» The records:
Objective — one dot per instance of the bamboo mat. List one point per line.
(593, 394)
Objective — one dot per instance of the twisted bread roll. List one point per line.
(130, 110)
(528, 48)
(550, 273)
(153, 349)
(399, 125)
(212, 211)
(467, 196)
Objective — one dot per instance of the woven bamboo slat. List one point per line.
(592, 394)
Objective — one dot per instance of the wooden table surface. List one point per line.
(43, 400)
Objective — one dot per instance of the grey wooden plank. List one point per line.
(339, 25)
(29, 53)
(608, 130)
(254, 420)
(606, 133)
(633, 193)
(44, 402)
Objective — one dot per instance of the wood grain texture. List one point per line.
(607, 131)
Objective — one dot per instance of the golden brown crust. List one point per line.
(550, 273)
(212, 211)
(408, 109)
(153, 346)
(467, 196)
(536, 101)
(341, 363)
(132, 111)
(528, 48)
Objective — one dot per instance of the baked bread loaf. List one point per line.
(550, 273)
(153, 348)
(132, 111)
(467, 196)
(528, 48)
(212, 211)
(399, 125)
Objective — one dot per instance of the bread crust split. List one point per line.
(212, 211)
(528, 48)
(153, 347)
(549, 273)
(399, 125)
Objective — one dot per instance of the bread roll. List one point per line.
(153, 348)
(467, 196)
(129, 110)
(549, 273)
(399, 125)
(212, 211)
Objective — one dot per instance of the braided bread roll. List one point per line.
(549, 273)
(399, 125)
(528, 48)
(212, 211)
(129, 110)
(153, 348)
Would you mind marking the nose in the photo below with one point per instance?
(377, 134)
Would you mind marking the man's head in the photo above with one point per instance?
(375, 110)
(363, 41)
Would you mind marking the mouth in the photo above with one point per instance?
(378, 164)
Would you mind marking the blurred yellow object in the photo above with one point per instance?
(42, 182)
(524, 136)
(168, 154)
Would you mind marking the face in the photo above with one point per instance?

» Task:
Copy the listing above exactly, beginning at the line that contains "Objective — one dot per instance of the golden" and continuing through the last line of the listing, both ends included.

» Finished answer:
Objective — one dot per instance of the golden brown crust. List one point per line.
(550, 273)
(212, 211)
(408, 109)
(153, 346)
(467, 196)
(536, 101)
(341, 363)
(132, 111)
(528, 48)
Objective — one dot per instance of the baked bread loaf. List one point per line.
(550, 273)
(153, 348)
(132, 111)
(467, 196)
(528, 48)
(212, 211)
(399, 125)
Objective — one dot per instance of the bread crust split. List one point per line.
(212, 211)
(528, 48)
(153, 347)
(549, 273)
(399, 125)
Objective — one dot per instance of the bread roll. List one point per line.
(153, 348)
(467, 196)
(129, 110)
(549, 273)
(399, 125)
(212, 211)
Objective — one dot per instance of the braided bread roll. List one point per line.
(549, 273)
(399, 125)
(528, 48)
(212, 211)
(129, 110)
(153, 348)
Would you mind marking the nose in the photo below with one point per instance?
(377, 134)
Would you mind marking the man's head in the photo above with one point per instance?
(375, 110)
(363, 41)
Would you mind marking the mouth in the photo above with one point per instance?
(378, 164)
Would you mind marking the blurred yellow object in the photo above with one point per instance?
(42, 182)
(524, 136)
(168, 154)
Would you mind marking the face in the photo above with one point per instance?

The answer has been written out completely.